Acupuncture can be described as the insertion of fine, sterile needles at specific acupuncture points on the body. Sometimes an electrical pulse is combined with the needles for increased stimulation. These needles may also be used with the application of an herbal heat source, moxibustion, or other herbs.

This promotes natural healing by enhancing recuperative power, immunity, physical and emotional health and improves overall function and well-being. Acupuncture balances and maintains our health in a natural way. It is a time-tested way to help our body heal itself.

As a system of medicine, acupuncture is over 2500 years old, and may have been practiced in China in a rudimentary form 5000, even 7000 years ago. The oldest continuously used medical textbook is the “Huang Di Nei Jing” (“Yellow Emperor’s Internal Classic”). Still relevant today, this textbook remains a valuable reference on the theory, and on acupuncture techniques that practitioners still use today. The practice of acupuncture has evolved and changed in the last 2500 years - many new techniques have been developed, and continue to be developed today.

Acupuncture is extremely safe if it is performed by a qualified practitioner. FDA regulates acupuncture needles for use by license practitioners. Needles are manufactured and labeled according to certain standards. All the needles are disposable, sterile, non-toxic, single use. The needling sites are swabbed with alcohol before insertion. “Although tens of millions of acupuncture needles are used annually in the United States, only about 50 cases of complications resulting from acupuncture have been reported in the medical literature over the past 20 years.” (Birch, et. al.  Clinical Research on Acupuncture. Journal of Alternative and Complementary Medicine, 2004)

Acupuncture usually doesn’t have side effects. As energy is redirected in the body, internal chemicals and hormones are stimulated and healing begins to take place. Occasionally the original symptoms worsen for a few days, or other general changes in appetite, sleep, bowel or urination patterns, or emotional state may be triggered. These should not cause concern, as they are simply indications that the acupuncture is starting to work. It is quite common with the first one or two treatments to have a sensation of deep relaxation or even mild disorientation immediately following the treatment. These pass within a short time, and never require anything more than a bit of rest to overcome.

Acupuncture is an all-natural, drug-free therapy, yielding no side effects, except feelings of relaxation and well-being.

[Referring expression data]
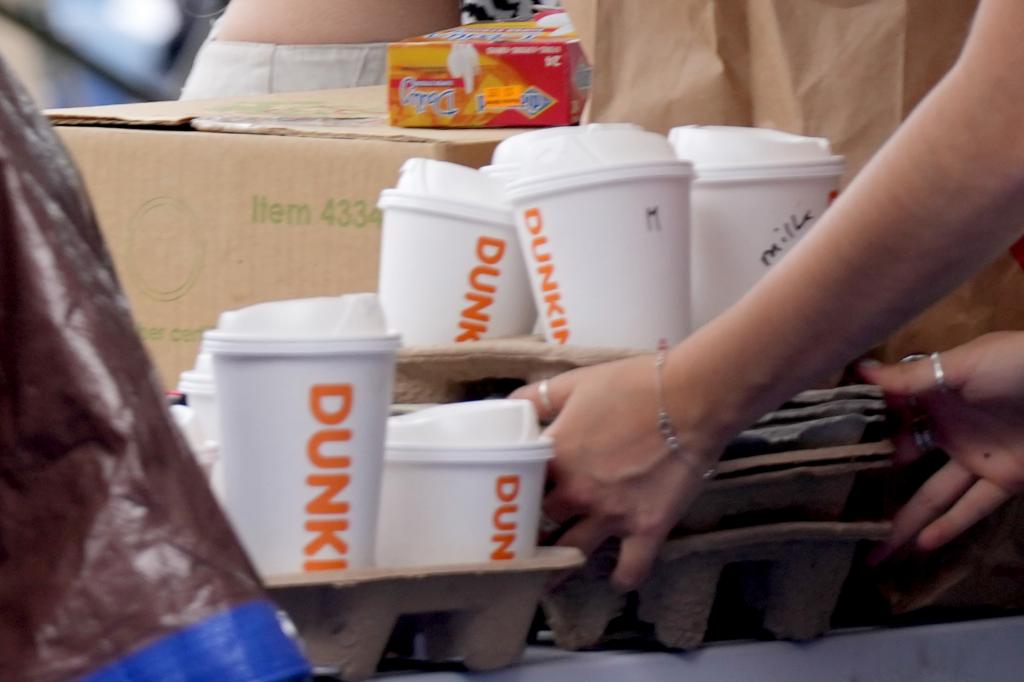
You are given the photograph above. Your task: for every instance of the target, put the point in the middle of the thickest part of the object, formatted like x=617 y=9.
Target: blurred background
x=83 y=52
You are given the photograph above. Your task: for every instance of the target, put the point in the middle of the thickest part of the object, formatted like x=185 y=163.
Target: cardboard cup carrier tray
x=775 y=531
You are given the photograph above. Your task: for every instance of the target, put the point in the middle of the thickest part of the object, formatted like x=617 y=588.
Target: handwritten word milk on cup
x=451 y=269
x=303 y=389
x=757 y=193
x=603 y=219
x=463 y=483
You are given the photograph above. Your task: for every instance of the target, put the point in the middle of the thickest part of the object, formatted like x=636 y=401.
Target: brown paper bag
x=846 y=70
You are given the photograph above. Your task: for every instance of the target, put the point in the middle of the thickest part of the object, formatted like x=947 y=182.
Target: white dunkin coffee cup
x=603 y=218
x=451 y=269
x=463 y=483
x=757 y=194
x=304 y=388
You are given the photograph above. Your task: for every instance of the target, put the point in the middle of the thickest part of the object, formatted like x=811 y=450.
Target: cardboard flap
x=349 y=113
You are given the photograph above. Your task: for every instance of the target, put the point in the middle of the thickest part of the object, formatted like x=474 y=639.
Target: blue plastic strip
x=244 y=644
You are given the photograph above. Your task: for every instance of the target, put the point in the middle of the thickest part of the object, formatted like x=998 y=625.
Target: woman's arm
x=313 y=22
x=943 y=198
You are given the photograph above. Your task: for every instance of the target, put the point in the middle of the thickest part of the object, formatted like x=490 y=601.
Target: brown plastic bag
x=116 y=563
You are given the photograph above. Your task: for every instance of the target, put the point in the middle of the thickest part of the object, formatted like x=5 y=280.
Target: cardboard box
x=488 y=75
x=208 y=206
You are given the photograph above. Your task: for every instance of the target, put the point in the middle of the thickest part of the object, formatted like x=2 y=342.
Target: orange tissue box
x=488 y=76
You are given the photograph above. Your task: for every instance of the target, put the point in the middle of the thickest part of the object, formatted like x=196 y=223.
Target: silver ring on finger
x=940 y=375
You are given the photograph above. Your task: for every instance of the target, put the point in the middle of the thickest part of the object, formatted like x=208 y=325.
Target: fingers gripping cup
x=451 y=269
x=758 y=192
x=603 y=220
x=463 y=483
x=304 y=388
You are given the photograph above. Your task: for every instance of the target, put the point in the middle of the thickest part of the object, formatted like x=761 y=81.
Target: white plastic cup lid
x=440 y=179
x=598 y=145
x=200 y=379
x=736 y=146
x=349 y=317
x=478 y=425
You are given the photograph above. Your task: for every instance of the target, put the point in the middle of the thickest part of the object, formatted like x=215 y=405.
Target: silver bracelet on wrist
x=665 y=425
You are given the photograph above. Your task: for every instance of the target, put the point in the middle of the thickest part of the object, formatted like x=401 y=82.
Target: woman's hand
x=612 y=471
x=977 y=419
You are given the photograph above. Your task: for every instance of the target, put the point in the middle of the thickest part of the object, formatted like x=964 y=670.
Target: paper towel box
x=213 y=205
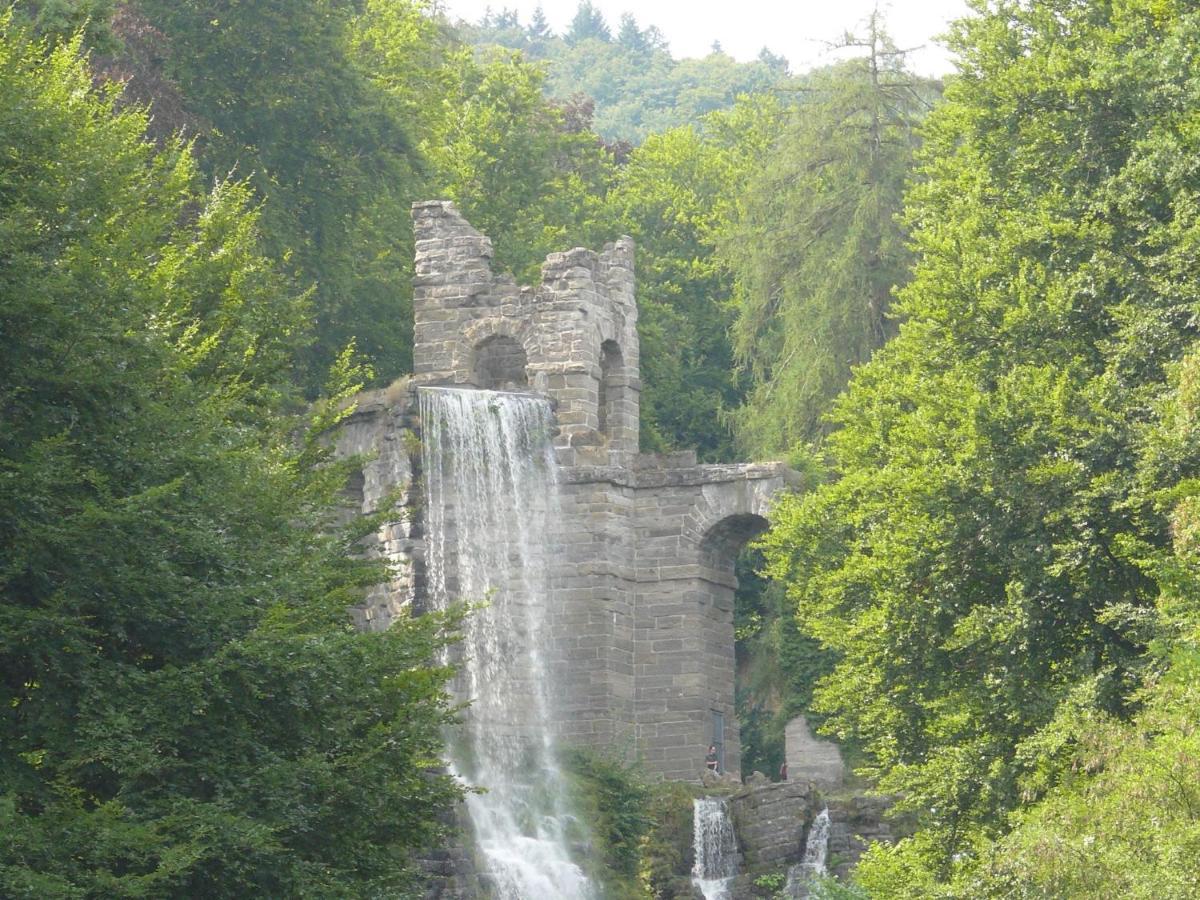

(What is needed): Please summarize the acupuncture text in three sentences.

(Finished exercise): Acupuncture involves inserting fine, sterile needles at specific points on the body, sometimes combined with an electrical pulse, moxibustion, or other herbs, to promote natural healing and improve overall function and well-being. As a system of medicine it is over 2500 years old, the "Huang Di Nei Jing" remains a valuable reference, and new techniques continue to be developed. It is extremely safe when performed by a qualified practitioner with disposable, sterile, single-use needles, and it usually has no side effects, though symptoms may briefly worsen or a feeling of deep relaxation may follow treatment.